宅建試験の民法解説:「賃貸借」の難問対策。宅建試験で重要なのは土地と建物の賃貸借である「借地借家法」ですが、借地借家法を勉強するための基礎知識にもなりますので要点はしっかり押さえておきましょう。賃貸借とは皆さんのイメージ通り、当事者の一方が相手方にある物の使用および収益をさせることを約束し、相手方がその対価である賃料を支払うことを約束する契約です。敷金や、使用貸借との違いについても見ていきます。
- 賃貸借の敷金等の難問対策+使用貸借
■賃貸借の成立と存続期間
当事者の一方がある物の使用収益を相手方にさせることを約し、相手方がこれに対して賃料を支払うこと及び引渡しを受けた物を契約終了時に返還することを約することで成立する。
賃貸借の存続期間は20年50年を超えることができません(更新も50年以内)。

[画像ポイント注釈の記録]
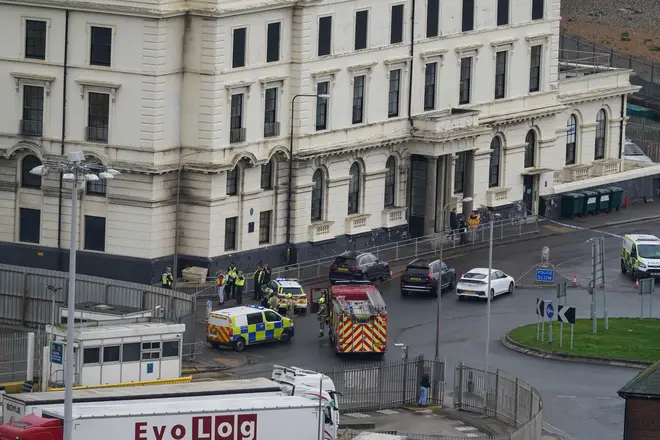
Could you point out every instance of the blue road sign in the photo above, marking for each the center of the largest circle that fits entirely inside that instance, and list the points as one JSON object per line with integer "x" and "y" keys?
{"x": 550, "y": 311}
{"x": 56, "y": 352}
{"x": 545, "y": 275}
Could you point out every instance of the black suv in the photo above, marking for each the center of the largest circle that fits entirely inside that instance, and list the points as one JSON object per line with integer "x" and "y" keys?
{"x": 357, "y": 266}
{"x": 423, "y": 275}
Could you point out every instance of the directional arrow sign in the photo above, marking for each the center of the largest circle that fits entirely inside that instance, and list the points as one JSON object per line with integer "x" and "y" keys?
{"x": 566, "y": 314}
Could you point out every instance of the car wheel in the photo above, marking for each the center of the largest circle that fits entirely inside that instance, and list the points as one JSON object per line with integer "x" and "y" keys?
{"x": 239, "y": 345}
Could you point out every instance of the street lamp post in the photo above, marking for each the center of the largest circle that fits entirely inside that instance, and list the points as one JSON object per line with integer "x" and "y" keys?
{"x": 290, "y": 177}
{"x": 437, "y": 313}
{"x": 175, "y": 263}
{"x": 76, "y": 170}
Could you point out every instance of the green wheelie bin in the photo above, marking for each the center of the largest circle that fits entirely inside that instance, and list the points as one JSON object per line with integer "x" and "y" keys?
{"x": 616, "y": 198}
{"x": 572, "y": 204}
{"x": 590, "y": 202}
{"x": 603, "y": 204}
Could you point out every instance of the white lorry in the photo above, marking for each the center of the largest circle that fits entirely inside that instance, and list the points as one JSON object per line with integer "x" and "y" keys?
{"x": 223, "y": 418}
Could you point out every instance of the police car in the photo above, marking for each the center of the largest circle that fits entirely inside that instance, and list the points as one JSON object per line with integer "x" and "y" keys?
{"x": 284, "y": 286}
{"x": 238, "y": 327}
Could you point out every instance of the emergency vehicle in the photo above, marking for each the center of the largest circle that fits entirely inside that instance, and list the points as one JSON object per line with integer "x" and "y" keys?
{"x": 358, "y": 318}
{"x": 284, "y": 286}
{"x": 241, "y": 326}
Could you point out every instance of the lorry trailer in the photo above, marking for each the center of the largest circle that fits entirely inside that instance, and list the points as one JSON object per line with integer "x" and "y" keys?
{"x": 291, "y": 417}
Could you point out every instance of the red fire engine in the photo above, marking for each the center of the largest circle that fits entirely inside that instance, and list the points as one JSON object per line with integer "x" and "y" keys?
{"x": 358, "y": 318}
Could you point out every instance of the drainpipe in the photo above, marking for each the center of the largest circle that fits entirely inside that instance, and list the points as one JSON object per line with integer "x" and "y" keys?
{"x": 412, "y": 60}
{"x": 621, "y": 132}
{"x": 65, "y": 72}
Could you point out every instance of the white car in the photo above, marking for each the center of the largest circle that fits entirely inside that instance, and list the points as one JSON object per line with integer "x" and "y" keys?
{"x": 474, "y": 284}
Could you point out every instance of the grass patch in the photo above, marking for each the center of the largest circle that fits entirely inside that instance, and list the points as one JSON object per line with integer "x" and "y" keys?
{"x": 627, "y": 338}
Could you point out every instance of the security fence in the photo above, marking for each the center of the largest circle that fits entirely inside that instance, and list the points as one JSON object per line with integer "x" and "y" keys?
{"x": 396, "y": 252}
{"x": 646, "y": 72}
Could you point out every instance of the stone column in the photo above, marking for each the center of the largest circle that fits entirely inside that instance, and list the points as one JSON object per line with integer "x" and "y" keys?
{"x": 431, "y": 194}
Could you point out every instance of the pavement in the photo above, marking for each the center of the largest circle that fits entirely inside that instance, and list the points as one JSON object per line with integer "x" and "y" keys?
{"x": 579, "y": 399}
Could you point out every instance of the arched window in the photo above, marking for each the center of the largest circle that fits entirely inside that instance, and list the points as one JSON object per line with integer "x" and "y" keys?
{"x": 530, "y": 149}
{"x": 317, "y": 196}
{"x": 30, "y": 180}
{"x": 571, "y": 139}
{"x": 601, "y": 132}
{"x": 494, "y": 167}
{"x": 354, "y": 189}
{"x": 390, "y": 182}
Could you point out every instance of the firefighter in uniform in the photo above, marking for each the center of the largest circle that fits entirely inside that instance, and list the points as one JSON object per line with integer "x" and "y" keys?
{"x": 290, "y": 306}
{"x": 166, "y": 279}
{"x": 322, "y": 316}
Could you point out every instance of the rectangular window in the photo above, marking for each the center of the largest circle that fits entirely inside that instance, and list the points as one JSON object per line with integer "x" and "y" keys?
{"x": 467, "y": 18}
{"x": 111, "y": 353}
{"x": 94, "y": 233}
{"x": 101, "y": 46}
{"x": 238, "y": 47}
{"x": 33, "y": 111}
{"x": 535, "y": 69}
{"x": 396, "y": 24}
{"x": 502, "y": 12}
{"x": 459, "y": 172}
{"x": 394, "y": 93}
{"x": 500, "y": 74}
{"x": 322, "y": 88}
{"x": 361, "y": 29}
{"x": 271, "y": 126}
{"x": 232, "y": 182}
{"x": 98, "y": 117}
{"x": 236, "y": 130}
{"x": 538, "y": 9}
{"x": 430, "y": 86}
{"x": 358, "y": 99}
{"x": 432, "y": 18}
{"x": 325, "y": 36}
{"x": 92, "y": 355}
{"x": 264, "y": 226}
{"x": 230, "y": 233}
{"x": 130, "y": 352}
{"x": 35, "y": 39}
{"x": 29, "y": 228}
{"x": 273, "y": 42}
{"x": 466, "y": 81}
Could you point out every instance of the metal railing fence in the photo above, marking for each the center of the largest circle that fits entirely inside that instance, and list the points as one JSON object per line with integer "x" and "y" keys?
{"x": 393, "y": 253}
{"x": 646, "y": 72}
{"x": 503, "y": 397}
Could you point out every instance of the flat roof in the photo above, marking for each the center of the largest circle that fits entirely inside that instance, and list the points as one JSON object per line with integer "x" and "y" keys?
{"x": 146, "y": 392}
{"x": 189, "y": 406}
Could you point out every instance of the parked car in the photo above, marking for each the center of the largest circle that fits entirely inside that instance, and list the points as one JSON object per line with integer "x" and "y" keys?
{"x": 474, "y": 284}
{"x": 424, "y": 275}
{"x": 358, "y": 266}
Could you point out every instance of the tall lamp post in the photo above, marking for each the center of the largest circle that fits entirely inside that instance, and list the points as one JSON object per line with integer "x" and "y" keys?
{"x": 290, "y": 178}
{"x": 175, "y": 263}
{"x": 437, "y": 312}
{"x": 76, "y": 170}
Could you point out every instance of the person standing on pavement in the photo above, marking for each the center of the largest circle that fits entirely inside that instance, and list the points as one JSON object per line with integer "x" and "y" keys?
{"x": 166, "y": 279}
{"x": 424, "y": 386}
{"x": 220, "y": 282}
{"x": 257, "y": 278}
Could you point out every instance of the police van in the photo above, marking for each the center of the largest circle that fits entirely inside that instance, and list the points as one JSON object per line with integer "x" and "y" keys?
{"x": 640, "y": 254}
{"x": 238, "y": 327}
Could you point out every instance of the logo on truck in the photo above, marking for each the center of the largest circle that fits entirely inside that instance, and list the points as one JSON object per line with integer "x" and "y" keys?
{"x": 221, "y": 427}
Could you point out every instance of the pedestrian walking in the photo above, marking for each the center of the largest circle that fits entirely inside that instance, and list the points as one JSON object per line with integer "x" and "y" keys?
{"x": 240, "y": 284}
{"x": 166, "y": 279}
{"x": 220, "y": 283}
{"x": 424, "y": 386}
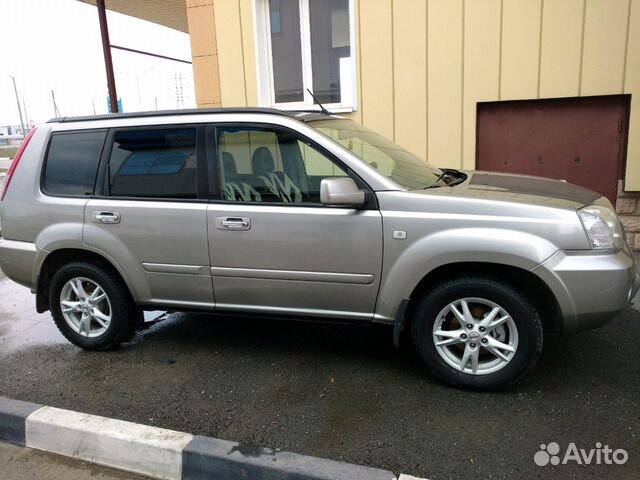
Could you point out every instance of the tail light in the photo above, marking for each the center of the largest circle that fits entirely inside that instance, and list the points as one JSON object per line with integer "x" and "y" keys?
{"x": 15, "y": 162}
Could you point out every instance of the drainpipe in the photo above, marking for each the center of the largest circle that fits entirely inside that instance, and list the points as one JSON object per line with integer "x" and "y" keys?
{"x": 106, "y": 50}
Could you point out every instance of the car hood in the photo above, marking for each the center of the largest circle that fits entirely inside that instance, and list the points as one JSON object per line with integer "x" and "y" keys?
{"x": 524, "y": 189}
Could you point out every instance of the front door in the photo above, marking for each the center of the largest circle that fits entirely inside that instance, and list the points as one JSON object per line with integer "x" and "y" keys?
{"x": 274, "y": 247}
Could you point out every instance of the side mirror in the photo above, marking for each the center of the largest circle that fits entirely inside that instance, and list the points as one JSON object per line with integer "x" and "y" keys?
{"x": 340, "y": 192}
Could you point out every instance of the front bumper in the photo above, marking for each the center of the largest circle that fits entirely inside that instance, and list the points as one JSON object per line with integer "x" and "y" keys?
{"x": 591, "y": 288}
{"x": 17, "y": 260}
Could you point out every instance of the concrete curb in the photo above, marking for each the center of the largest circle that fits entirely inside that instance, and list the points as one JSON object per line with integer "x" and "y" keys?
{"x": 162, "y": 453}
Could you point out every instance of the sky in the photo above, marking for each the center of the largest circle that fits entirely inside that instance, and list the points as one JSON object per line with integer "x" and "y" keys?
{"x": 55, "y": 45}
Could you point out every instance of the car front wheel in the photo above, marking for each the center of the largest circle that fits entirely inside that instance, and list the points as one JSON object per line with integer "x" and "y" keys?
{"x": 478, "y": 333}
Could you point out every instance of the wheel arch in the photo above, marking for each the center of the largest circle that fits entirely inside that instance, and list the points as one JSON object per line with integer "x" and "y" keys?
{"x": 57, "y": 259}
{"x": 532, "y": 285}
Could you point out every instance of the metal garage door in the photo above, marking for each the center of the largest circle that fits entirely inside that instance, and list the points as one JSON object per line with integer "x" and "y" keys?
{"x": 581, "y": 140}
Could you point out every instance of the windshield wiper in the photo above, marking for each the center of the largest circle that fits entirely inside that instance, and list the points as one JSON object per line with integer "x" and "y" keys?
{"x": 461, "y": 177}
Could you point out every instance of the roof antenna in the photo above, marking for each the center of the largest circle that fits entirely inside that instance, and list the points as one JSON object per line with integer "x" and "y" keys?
{"x": 322, "y": 109}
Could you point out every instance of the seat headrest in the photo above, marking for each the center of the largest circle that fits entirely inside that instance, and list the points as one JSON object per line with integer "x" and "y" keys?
{"x": 229, "y": 165}
{"x": 262, "y": 161}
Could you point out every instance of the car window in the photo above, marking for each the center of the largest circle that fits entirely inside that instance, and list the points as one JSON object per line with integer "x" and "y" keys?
{"x": 72, "y": 162}
{"x": 262, "y": 165}
{"x": 387, "y": 157}
{"x": 159, "y": 162}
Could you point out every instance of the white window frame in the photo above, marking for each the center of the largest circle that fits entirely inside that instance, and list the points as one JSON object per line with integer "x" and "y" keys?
{"x": 264, "y": 61}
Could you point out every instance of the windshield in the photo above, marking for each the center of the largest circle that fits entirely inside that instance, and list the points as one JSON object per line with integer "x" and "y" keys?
{"x": 388, "y": 158}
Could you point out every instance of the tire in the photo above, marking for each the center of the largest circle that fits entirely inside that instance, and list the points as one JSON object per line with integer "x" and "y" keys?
{"x": 117, "y": 305}
{"x": 466, "y": 357}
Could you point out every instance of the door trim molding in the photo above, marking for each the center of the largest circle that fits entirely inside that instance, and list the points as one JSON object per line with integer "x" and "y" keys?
{"x": 295, "y": 275}
{"x": 179, "y": 269}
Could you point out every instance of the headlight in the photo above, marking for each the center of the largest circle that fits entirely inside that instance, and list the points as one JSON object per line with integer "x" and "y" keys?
{"x": 602, "y": 227}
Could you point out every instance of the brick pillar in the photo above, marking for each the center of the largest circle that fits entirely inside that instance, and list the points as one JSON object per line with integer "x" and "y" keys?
{"x": 628, "y": 208}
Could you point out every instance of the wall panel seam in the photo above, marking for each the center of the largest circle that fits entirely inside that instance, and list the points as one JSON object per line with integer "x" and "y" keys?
{"x": 244, "y": 67}
{"x": 626, "y": 47}
{"x": 584, "y": 20}
{"x": 540, "y": 46}
{"x": 393, "y": 72}
{"x": 426, "y": 52}
{"x": 360, "y": 57}
{"x": 500, "y": 50}
{"x": 464, "y": 4}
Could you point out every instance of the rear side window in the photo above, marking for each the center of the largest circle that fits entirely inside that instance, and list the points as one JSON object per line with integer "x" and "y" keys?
{"x": 72, "y": 162}
{"x": 159, "y": 162}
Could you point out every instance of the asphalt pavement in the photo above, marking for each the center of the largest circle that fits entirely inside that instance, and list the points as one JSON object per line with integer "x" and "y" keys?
{"x": 339, "y": 392}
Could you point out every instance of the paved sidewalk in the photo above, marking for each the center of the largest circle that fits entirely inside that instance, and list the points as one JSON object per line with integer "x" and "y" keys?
{"x": 20, "y": 463}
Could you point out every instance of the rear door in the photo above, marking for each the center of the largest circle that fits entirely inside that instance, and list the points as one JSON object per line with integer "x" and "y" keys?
{"x": 151, "y": 216}
{"x": 274, "y": 247}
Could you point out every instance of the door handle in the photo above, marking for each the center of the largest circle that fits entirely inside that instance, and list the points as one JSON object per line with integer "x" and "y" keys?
{"x": 233, "y": 223}
{"x": 106, "y": 217}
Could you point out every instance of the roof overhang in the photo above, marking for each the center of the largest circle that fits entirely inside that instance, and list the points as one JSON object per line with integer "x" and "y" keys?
{"x": 169, "y": 13}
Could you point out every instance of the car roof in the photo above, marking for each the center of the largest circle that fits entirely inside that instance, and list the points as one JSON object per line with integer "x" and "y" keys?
{"x": 303, "y": 115}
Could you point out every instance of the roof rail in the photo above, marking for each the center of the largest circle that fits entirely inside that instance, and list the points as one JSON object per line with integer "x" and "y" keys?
{"x": 167, "y": 113}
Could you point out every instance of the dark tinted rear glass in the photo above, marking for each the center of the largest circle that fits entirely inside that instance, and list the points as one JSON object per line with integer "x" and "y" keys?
{"x": 72, "y": 162}
{"x": 159, "y": 162}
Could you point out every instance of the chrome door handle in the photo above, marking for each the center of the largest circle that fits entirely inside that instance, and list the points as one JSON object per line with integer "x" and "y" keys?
{"x": 106, "y": 217}
{"x": 233, "y": 223}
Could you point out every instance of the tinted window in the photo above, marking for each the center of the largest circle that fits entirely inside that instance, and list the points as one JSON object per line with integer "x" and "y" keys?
{"x": 158, "y": 162}
{"x": 259, "y": 165}
{"x": 72, "y": 162}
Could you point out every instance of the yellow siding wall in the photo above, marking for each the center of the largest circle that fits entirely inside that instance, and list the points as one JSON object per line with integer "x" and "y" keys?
{"x": 423, "y": 65}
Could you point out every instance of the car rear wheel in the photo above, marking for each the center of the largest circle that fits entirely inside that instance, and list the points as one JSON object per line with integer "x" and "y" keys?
{"x": 91, "y": 306}
{"x": 477, "y": 333}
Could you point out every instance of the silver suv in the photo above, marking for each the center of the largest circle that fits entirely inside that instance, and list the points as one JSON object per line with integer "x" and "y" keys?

• [問題]:
1. 宅建試験の賃貸借の解説文にある「賃貸借とは皆さんのイメージ通り、当事者の一方が相手方にある物の使用および収益をさせることを約束し、相手方がその対価である賃料を支払うことを約束する契約です。」という一文を英語に訳してください。
2. 宅建試験の賃貸借の解説文を、最後の一文の後から引き継いで書き進めてください。
これらの記録は、本文とは別の出典から取られたものです。

• [問題の解答]:
1. As you would imagine, a lease is a contract in which one party promises to let the other party use a certain thing and derive profit from it, and the other party promises to pay rent in return.

2.
50年を超える定めをしたときは、その期間は50年に短縮されます。
最短期間に制限はありません。
期間の定めのない賃貸借契約も有効です。賃借権 借地権 借家権 最長 50年 制限なし 制限なし 最短 制限なし 30年 1年(※)
■賃貸借の終了と更新
存続期間が定められている場合、その期間の満了によって賃貸借は終了します。存続期間が定められていない場合、各当事者はいつでも解約の申入れができます。解約を申し入れた後、土地賃貸借については1年、建物賃貸借については3ヶ月、動産賃貸借については1日の猶予期間を経て賃貸借は終了します。
存続期間が定められている場合でも、期間満了に際して、当事者間の約束で賃貸借契約を継続させる(更新)ことができます。
また、当事者間で更新の約束をせず、存続期間が満了した後も、賃借人が目的物の使用・収益を継続し、賃貸人がそれを知りながら異議を述べないときは、前の賃貸借と同じ条件でさらに賃貸借をしたものと扱われます。この場合は存続期間の定めのないものとなることにご注意ください。
賃貸目的物が全部滅失した場合も、履行不能として賃貸借契約は終了します。
■賃貸借の目的物が壊れた場合
賃借人は、目的物の保管につき善管注意義務を負います。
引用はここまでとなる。